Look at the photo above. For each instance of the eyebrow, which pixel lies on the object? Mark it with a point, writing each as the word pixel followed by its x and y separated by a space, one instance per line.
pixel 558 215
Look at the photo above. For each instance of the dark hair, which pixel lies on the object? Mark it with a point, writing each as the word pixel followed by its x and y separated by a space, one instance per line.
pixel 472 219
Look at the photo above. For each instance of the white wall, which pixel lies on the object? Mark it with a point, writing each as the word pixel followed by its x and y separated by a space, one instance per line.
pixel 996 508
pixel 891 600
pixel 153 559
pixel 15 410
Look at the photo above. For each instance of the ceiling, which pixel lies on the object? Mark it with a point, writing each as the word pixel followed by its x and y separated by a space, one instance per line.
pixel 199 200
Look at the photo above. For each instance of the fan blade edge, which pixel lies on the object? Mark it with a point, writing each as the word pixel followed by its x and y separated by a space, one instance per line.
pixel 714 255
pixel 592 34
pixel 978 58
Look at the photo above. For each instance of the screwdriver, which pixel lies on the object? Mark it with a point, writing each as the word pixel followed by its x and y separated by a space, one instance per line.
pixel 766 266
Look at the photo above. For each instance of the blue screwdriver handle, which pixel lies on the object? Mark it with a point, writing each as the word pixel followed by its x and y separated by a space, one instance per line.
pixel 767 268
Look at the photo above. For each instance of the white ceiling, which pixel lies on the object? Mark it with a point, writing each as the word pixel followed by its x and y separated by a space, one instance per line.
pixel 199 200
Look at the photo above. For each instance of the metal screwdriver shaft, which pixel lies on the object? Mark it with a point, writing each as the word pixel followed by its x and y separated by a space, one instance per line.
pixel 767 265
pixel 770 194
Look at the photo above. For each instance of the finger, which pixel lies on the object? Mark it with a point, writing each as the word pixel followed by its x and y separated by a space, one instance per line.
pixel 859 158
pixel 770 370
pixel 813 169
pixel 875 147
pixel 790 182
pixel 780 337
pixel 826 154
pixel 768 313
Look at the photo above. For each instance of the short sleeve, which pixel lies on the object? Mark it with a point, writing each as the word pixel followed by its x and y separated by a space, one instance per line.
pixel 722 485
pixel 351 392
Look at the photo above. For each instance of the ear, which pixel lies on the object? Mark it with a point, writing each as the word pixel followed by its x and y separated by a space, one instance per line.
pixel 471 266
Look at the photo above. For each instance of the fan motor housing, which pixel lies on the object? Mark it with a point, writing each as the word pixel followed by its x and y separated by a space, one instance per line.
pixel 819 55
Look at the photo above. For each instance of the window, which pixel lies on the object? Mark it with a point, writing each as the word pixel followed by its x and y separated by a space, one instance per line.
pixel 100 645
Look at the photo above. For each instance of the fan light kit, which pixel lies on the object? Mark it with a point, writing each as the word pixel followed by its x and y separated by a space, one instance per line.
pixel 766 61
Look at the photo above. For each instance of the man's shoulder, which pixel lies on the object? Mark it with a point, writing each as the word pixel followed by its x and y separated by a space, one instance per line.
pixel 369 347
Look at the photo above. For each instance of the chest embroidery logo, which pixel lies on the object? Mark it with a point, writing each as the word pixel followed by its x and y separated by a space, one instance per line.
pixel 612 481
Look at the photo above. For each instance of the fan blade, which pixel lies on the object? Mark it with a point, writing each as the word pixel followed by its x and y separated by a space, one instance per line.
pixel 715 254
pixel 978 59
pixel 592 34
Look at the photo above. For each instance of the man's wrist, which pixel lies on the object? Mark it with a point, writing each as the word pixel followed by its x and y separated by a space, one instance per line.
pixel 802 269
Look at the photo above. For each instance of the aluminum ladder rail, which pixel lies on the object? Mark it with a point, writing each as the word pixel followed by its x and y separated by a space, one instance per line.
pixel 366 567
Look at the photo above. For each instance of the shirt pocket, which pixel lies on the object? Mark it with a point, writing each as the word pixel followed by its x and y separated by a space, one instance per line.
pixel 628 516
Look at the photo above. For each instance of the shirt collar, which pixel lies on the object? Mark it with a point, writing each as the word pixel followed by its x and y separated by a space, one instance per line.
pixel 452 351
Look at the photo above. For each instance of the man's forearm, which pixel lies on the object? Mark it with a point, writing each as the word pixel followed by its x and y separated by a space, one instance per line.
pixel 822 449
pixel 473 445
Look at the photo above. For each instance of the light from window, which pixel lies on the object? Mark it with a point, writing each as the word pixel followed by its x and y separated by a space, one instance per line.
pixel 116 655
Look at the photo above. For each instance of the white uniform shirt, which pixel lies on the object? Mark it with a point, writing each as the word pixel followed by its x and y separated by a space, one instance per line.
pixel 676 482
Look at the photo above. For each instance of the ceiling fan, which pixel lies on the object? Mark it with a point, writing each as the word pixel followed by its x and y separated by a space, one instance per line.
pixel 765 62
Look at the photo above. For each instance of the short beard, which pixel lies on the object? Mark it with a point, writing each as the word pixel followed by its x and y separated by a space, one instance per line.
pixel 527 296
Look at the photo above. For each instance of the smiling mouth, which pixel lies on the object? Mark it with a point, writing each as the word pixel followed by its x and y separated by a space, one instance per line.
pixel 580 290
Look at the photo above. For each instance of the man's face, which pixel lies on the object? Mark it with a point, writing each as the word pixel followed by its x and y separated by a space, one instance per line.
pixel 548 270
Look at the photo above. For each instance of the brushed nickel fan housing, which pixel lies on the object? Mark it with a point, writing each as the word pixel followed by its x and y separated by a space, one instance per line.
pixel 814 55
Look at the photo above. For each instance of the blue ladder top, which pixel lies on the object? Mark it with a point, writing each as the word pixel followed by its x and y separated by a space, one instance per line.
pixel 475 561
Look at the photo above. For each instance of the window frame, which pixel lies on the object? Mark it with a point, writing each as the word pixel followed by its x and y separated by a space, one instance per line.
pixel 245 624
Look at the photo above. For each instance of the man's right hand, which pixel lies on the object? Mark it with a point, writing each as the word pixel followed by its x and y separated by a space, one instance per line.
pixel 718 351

» SET PROBLEM: Copy all of the entries above word for word, keeping every line in its original order.

» IN RESPONSE:
Look at the photo above. For each instance of the eyebrow, which pixel lies on the object? Mark it with a point, writing each as the word pixel followed by its x and y separated by a space, one instance per line.
pixel 558 215
Look at the photo above. For each instance of the dark hair, which pixel lies on the object? Mark it with a point, writing each as the word pixel followed by its x and y separated by a space, one instance per line.
pixel 472 219
Look at the photo above. For each instance of the white wall, which pixel lies on the object? Mark it with a point, writing each as the word pixel followed by its x and y separated by a space, one instance per line.
pixel 996 508
pixel 891 600
pixel 153 559
pixel 15 410
Look at the photo above. For each instance of the ceiling, which pixel lies on the object? Mark it with a point, writing each as the word pixel followed by its x and y separated by a space, one instance per line.
pixel 199 200
Look at the photo above. For each instance of the fan blade edge, which pixel lies on the object? Mark it with a point, writing each as the word pixel followed by its x and y separated by a space, one instance per line.
pixel 714 255
pixel 592 34
pixel 978 58
Look at the photo above. For each instance of the screwdriver, which pixel lies on the object? Mark it with a point, writing each as the word pixel followed by its x and y separated by a space, one instance per line.
pixel 766 266
Look at the photo above. For each instance of the blue screwdriver handle, which pixel lies on the object? Mark it with a point, writing each as the word pixel followed by its x and y separated by a space, one instance per line.
pixel 767 268
Look at the photo above. For each instance of the white ceiling, which pixel lies on the object? Mark it with a point, writing each as the word pixel followed by its x and y separated by a space, one instance per line.
pixel 199 200
Look at the photo above. For each instance of the metal screwdriver shaft, which pixel lies on the object? Mark it with a point, writing each as the word pixel followed by its x and y separated by a space, one instance per line.
pixel 767 265
pixel 770 194
Look at the photo above. For each instance of the finger, which pixel lies on the object? Mark it with a point, writing each as the word pixel followed by its x and y separated by a space, one instance per line.
pixel 859 158
pixel 770 370
pixel 813 169
pixel 875 147
pixel 790 182
pixel 780 337
pixel 826 154
pixel 768 313
Look at the photo above. For each instance of the short sleeve, which pixel lies on the object? Mark it with a point, writing each as the word pixel followed by its x and y separated by a space, one instance per line.
pixel 722 485
pixel 351 392
Look at the photo above. For each instance of the ear, which pixel lies on the object? Mark it with a point, writing each as the word pixel followed by its x and y separated by a space, one instance per line.
pixel 471 266
Look at the photo above. For each instance of the fan motor housing, which pixel lies on the object? Mark it with a point, writing each as the word pixel followed by its x and y separated by a space, one instance per line.
pixel 819 55
Look at the photo above. For each instance of the window, which pixel lies on the object? Mark it with a point, writing each as the word pixel followed by its x and y separated by a space, one instance per line.
pixel 100 645
Look at the photo above. For each instance of the fan light kit, which pixel lies on the object? Mark it with a point, writing each as the word pixel followed by its x and y separated by a space, one instance per line.
pixel 766 61
Look at the photo above. For each instance of the man's shoulder, which pixel lies on the object? Mark it with a point, writing each as the word pixel followed by its x and y separated by a space, one instance per line.
pixel 369 347
Look at the photo above. For each instance of the chest embroidery logo, which pixel lies on the object? Mark it with a point, writing each as the word pixel followed by its x and y separated by a space, one instance per line.
pixel 612 481
Look at the photo above. For each instance of the fan blade, which pixel lies on the object? Mark it with a point, writing each as the word pixel followed by its x and y separated by a space, one instance per line.
pixel 715 254
pixel 978 59
pixel 592 34
Look at the photo above. For each instance of the man's wrist, which pixel lies on the object? Mark it with a point, writing each as the word pixel followed by its x and y separated by a space, one instance per line.
pixel 802 269
Look at the photo above. For each instance of the aluminum ladder rail, which pixel lies on the object? Mark it with a point, writing each as the word pixel followed by its x and y separated by a space, one instance per line.
pixel 366 567
Look at the photo above. For each instance of the shirt pocket, which pixel lies on the object? Mark it with a point, writing each as the word pixel followed by its x and y separated by a space, one instance per line.
pixel 628 516
Look at the photo above. For each instance of the shirt collar, which pixel lies on the object? Mark it with a point, writing each as the word pixel followed by its x and y separated by a space, one instance per line.
pixel 452 351
Look at the photo above. For each instance of the man's forearm, which pixel lies on the object? Mark it with a point, writing each as the word pixel followed by its x and y separated by a space, one instance per line.
pixel 822 449
pixel 473 445
Look at the photo above. For each instance of the light from window, which pixel lies on the object? Mark it with a point, writing each as the word pixel followed by its x and y separated by a space, one instance per line.
pixel 116 655
Look at the photo above. For each instance of the white uniform shirt, which pixel lies on the object? Mark it with a point, writing each as the word pixel followed by its x and y separated by a space, one instance per line.
pixel 676 482
Look at the photo above. For each instance of the ceiling fan, which pixel lies on the object? Mark it with a point, writing each as the word pixel followed by its x and y separated by a space, one instance per line.
pixel 765 62
Look at the photo above. For each instance of the short beard, which pixel lies on the object? Mark it with a point, writing each as the word pixel followed by its x and y separated by a space, one instance per line.
pixel 527 296
Look at the photo above. For each instance of the smiling mouth, which pixel lies on the object? Mark it with a point, writing each as the word pixel followed by its x and y separated by a space, one instance per line.
pixel 580 290
Look at the photo above. For each instance of the man's face, which pixel lies on the object? Mark it with a point, writing each as the word pixel followed by its x and y separated by a space, one instance per line.
pixel 548 270
Look at the photo above. For each instance of the brushed nickel fan housing, which pixel lies on the object? Mark it with a point, writing each as the word pixel followed by its x and y separated by a space, one instance per line.
pixel 814 55
Look at the photo above. For each instance of the blue ladder top, which pixel lies on the object? Mark it with a point, writing each as the word pixel followed by its x and y separated by a space, one instance per line.
pixel 475 561
Look at the photo above. For each instance of the window frame, which pixel lies on the object? Mark it with a point, writing each as the word pixel followed by its x and y separated by a space, one instance per line.
pixel 245 624
Look at the photo above. For each instance of the man's right hand, which pixel lies on the object? Mark it with a point, writing each as the word pixel followed by its x and y separated by a space, one instance per line.
pixel 718 351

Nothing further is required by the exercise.